--- Data ---

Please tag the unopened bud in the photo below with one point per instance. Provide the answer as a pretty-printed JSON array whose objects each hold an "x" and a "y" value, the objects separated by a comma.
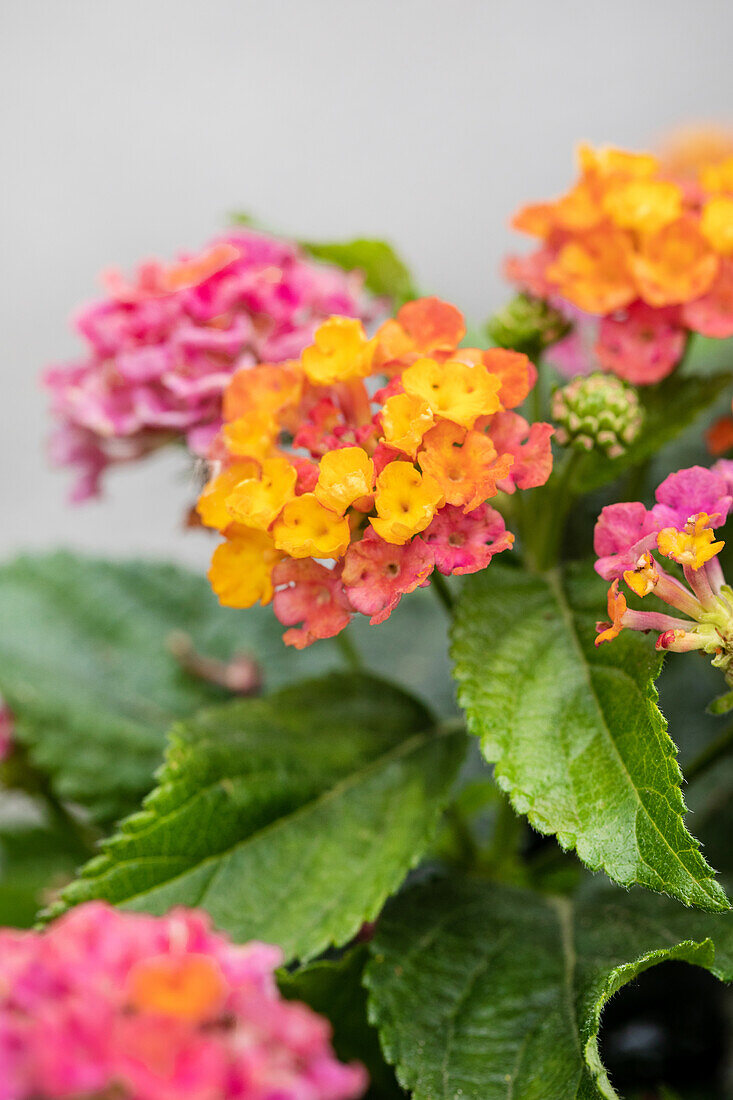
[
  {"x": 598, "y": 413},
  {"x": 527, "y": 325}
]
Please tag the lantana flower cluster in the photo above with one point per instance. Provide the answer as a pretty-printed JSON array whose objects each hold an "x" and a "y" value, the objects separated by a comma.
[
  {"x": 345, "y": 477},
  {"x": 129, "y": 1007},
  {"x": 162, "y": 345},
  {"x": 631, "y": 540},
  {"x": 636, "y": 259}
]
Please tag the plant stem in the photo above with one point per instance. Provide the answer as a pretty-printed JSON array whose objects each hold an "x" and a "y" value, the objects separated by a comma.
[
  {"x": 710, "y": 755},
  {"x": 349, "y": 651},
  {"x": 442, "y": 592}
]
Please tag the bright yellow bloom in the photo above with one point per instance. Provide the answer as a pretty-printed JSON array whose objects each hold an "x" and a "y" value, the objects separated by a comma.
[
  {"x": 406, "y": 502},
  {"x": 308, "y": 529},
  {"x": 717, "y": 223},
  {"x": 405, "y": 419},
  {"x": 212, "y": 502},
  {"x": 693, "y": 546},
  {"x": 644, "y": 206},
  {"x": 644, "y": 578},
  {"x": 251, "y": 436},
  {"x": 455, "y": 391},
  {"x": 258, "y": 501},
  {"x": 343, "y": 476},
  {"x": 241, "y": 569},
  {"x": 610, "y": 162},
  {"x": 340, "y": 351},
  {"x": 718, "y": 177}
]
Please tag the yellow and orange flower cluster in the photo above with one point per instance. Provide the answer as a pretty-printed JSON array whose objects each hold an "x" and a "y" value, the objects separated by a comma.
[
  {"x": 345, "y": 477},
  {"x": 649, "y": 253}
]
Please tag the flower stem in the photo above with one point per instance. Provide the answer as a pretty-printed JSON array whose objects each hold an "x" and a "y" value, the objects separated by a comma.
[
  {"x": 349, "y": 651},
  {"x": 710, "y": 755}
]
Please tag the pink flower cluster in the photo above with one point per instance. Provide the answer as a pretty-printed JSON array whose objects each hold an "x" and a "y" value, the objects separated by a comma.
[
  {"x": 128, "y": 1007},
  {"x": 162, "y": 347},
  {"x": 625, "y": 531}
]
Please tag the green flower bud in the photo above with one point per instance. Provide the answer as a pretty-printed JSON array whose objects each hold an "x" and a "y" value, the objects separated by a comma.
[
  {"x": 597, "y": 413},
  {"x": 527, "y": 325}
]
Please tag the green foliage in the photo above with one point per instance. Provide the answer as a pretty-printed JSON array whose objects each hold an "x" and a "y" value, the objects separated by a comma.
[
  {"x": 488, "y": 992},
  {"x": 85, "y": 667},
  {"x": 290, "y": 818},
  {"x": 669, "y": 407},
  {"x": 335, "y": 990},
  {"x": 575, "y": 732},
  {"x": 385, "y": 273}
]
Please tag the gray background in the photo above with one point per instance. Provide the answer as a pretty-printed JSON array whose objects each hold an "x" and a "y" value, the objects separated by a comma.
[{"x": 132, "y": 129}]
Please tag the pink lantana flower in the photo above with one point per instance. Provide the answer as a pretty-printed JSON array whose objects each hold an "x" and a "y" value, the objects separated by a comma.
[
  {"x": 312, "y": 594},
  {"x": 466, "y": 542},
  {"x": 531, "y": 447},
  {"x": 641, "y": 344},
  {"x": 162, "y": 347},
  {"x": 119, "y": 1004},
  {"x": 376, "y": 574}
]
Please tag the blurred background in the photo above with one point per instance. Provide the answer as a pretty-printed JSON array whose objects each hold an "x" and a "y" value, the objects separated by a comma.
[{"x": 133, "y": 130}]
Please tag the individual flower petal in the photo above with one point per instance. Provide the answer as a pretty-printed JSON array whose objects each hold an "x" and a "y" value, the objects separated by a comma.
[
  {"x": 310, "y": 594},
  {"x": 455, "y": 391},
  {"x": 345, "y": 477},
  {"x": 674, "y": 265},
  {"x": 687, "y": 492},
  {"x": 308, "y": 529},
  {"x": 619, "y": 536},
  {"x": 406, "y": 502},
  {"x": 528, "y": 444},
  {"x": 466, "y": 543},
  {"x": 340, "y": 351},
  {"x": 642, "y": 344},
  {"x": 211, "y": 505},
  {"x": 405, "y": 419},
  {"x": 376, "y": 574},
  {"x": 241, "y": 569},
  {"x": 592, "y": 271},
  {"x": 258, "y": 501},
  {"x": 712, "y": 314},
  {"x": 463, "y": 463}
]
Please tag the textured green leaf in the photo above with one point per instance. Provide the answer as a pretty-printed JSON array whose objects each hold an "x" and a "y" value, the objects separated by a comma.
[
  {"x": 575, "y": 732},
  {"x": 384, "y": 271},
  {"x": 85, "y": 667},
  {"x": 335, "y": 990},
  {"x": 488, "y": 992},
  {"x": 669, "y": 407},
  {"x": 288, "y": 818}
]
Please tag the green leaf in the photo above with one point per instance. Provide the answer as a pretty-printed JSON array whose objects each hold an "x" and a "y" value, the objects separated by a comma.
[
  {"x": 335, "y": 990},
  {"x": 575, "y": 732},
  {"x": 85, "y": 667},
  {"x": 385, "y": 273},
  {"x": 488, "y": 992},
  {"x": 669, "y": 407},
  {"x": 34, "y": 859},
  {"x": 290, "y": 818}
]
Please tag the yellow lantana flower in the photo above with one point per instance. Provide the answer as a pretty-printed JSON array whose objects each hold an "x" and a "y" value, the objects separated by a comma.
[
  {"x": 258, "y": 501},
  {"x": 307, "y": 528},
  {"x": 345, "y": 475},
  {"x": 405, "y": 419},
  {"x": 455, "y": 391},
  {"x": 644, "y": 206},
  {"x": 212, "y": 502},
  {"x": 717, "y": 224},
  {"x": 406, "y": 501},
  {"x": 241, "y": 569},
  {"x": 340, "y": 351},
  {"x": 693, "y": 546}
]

---
--- Data ---

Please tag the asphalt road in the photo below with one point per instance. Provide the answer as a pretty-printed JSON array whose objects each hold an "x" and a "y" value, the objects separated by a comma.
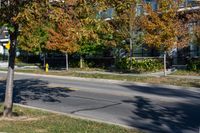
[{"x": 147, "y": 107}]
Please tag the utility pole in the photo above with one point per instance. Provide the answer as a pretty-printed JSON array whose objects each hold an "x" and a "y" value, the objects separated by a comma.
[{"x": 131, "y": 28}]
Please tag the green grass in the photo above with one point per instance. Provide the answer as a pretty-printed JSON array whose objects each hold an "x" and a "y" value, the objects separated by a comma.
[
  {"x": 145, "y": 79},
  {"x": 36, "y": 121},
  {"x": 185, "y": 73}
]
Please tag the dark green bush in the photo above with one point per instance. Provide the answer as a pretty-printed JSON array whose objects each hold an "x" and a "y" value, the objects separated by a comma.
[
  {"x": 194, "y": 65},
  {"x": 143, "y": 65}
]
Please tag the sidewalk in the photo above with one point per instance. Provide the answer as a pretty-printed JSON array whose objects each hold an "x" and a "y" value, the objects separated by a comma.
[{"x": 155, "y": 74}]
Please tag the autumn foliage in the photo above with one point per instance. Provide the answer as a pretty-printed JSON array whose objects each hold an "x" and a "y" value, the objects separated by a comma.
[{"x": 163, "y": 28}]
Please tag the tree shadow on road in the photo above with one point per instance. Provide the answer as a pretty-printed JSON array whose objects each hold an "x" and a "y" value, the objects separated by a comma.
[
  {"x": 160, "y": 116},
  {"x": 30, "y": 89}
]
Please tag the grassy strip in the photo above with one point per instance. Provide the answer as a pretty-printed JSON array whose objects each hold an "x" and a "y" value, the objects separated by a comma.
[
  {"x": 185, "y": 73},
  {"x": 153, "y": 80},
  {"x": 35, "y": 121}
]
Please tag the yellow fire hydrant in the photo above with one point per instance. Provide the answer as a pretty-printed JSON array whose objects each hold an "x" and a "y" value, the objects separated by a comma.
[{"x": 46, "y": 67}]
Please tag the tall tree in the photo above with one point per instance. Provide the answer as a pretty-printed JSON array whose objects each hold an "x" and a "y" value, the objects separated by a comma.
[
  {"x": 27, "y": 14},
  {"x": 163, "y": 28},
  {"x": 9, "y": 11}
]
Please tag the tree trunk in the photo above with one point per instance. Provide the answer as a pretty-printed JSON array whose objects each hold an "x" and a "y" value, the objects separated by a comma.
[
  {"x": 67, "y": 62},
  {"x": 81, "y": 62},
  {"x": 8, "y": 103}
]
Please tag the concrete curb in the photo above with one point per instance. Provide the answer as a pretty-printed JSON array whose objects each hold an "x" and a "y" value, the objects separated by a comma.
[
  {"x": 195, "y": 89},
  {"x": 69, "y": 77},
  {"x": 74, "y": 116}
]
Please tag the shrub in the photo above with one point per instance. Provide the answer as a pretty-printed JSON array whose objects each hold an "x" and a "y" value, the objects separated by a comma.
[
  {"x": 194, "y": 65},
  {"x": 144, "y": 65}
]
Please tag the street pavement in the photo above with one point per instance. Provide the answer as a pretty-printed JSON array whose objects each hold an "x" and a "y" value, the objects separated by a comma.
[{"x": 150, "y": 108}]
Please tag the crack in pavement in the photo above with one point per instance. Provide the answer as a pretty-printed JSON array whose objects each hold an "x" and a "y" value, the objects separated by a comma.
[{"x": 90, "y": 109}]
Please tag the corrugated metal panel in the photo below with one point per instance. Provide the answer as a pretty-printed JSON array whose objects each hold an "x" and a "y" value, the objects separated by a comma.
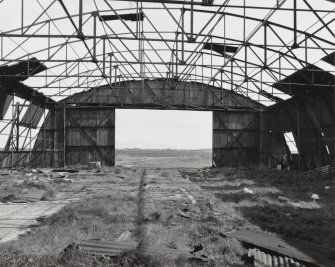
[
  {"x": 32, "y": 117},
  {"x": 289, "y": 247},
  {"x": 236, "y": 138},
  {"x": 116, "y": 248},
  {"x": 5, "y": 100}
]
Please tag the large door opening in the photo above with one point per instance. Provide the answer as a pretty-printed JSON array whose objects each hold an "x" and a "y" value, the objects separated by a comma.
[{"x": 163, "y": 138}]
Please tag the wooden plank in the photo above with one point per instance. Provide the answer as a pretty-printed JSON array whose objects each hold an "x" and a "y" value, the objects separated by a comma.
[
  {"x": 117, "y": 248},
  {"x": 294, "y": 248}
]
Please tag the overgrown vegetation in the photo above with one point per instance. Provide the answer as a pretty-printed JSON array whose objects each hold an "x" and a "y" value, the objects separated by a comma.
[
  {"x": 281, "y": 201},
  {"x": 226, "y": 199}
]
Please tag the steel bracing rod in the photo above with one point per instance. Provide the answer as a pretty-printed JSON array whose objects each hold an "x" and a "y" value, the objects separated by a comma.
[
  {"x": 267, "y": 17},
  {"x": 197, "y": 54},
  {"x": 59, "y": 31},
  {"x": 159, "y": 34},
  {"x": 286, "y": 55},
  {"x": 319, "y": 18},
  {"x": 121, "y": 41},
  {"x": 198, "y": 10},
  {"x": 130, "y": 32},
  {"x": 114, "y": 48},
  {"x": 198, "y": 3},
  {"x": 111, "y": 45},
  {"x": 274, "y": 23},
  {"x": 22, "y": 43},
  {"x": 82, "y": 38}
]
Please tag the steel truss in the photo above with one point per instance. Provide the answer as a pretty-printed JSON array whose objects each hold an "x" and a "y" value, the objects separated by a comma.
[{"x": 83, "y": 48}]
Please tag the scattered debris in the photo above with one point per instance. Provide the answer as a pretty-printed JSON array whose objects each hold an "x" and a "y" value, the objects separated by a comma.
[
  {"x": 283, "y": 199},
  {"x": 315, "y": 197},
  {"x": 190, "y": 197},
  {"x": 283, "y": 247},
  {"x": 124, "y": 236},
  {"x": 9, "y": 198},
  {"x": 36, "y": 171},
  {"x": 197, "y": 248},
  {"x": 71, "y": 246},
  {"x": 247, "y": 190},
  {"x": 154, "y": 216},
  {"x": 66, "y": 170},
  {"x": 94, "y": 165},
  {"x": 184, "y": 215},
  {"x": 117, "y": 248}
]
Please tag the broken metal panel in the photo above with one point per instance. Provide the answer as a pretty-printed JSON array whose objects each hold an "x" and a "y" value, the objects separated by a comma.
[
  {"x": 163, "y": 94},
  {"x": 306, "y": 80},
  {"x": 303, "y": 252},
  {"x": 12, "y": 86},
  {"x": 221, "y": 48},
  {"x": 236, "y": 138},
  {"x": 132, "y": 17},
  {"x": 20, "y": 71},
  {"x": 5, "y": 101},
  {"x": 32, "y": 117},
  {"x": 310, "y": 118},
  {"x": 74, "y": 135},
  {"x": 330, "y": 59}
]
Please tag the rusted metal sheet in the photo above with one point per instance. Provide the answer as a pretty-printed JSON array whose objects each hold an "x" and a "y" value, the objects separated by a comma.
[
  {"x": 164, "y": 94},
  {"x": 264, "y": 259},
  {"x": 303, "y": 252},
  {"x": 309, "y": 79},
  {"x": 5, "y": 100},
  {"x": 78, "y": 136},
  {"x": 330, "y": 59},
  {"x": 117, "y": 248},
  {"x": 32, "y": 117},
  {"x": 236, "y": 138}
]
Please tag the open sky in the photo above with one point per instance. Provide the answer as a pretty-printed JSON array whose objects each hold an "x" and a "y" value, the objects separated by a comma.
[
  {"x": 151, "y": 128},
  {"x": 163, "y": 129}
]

---
--- Data ---

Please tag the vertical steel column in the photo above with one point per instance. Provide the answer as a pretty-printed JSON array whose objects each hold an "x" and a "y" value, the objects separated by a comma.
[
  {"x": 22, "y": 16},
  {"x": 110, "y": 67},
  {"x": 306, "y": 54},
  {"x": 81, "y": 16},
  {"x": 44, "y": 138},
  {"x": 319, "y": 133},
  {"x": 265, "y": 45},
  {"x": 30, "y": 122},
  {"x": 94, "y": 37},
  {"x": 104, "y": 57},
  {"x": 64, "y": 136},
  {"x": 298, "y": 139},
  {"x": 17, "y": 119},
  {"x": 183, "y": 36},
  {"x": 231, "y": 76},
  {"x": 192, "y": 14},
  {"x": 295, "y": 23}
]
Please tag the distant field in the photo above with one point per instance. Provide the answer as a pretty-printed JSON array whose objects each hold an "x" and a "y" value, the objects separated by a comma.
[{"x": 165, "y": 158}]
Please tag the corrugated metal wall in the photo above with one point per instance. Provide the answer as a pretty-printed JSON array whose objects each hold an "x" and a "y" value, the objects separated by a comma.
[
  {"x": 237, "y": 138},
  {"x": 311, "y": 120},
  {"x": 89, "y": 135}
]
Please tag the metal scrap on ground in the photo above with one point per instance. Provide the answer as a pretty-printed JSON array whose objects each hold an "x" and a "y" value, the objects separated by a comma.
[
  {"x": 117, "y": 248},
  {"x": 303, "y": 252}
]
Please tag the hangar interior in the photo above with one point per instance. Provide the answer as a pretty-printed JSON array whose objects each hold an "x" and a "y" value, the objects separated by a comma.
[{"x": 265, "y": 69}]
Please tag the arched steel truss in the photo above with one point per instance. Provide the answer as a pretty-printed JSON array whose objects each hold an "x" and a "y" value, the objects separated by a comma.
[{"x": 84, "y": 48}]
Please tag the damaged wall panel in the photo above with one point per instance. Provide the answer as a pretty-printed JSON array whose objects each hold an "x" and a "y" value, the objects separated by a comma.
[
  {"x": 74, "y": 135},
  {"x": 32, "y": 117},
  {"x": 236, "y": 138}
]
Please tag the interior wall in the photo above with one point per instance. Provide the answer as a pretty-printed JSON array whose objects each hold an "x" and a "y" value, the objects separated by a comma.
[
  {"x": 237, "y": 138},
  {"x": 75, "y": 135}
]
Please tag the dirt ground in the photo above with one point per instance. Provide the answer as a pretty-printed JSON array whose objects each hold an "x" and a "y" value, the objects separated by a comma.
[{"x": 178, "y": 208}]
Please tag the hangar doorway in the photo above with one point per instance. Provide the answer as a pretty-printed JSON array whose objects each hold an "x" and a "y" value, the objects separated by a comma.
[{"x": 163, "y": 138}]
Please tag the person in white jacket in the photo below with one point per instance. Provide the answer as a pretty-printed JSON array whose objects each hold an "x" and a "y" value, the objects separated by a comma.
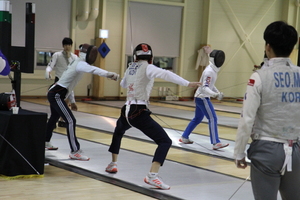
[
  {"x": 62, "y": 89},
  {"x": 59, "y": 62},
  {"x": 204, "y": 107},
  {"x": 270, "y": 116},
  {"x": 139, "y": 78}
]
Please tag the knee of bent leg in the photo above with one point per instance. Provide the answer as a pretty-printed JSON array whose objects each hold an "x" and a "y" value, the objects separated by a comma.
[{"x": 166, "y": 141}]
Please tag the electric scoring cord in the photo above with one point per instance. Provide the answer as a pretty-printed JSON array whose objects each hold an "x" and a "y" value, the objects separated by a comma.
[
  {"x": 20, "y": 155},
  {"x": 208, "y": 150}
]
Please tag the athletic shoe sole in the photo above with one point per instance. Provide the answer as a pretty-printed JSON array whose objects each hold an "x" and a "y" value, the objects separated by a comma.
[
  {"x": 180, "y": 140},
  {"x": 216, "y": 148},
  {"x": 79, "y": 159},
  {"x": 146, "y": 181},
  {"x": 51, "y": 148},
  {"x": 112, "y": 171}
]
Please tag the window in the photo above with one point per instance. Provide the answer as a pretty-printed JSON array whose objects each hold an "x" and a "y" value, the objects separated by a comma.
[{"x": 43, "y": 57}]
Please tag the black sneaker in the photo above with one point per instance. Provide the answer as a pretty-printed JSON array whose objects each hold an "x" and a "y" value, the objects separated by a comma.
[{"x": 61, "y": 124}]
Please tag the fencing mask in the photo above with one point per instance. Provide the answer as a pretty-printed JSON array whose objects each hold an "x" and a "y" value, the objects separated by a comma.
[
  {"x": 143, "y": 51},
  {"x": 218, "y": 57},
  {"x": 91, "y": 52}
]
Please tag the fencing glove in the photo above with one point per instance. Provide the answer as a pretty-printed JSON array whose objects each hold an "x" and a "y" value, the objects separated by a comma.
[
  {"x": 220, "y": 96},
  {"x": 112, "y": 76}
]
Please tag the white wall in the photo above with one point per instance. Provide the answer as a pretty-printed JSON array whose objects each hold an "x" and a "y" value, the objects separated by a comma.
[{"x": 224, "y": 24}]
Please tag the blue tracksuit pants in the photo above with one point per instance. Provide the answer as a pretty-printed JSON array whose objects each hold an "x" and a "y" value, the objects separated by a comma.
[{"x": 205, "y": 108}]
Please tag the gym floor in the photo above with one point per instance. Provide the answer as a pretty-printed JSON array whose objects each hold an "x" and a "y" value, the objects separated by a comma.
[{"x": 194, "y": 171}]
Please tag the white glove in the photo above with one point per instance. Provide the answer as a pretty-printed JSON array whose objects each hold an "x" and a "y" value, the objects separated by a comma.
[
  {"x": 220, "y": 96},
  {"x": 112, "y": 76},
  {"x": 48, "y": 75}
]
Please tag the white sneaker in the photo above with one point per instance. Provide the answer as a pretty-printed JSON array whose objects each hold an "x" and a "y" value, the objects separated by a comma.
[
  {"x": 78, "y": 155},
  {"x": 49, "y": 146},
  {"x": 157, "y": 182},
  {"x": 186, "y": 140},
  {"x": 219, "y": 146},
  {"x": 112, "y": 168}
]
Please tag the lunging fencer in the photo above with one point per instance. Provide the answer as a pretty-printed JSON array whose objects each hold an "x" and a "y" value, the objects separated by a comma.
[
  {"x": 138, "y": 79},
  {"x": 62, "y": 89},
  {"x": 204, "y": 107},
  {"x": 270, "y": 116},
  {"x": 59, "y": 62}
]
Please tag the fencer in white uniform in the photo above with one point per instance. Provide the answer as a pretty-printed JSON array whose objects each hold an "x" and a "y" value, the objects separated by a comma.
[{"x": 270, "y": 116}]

---

Directions for this task
Pull out each line of the records above that contains the word "sneaker", matching case exactly.

Answer to this task
Please tag the black sneaker in the photo above with one point per instance. Provide the answer as a pretty-printed JSON array whose objects each hold an "x" and a "y" value, the objects separated by a comma.
Please tag the white sneaker in the photo above with one point per instance. Provide the answer as a pretty-printed JSON array whose objects each hold an "x" and a "y" value, the objects separated by a comma.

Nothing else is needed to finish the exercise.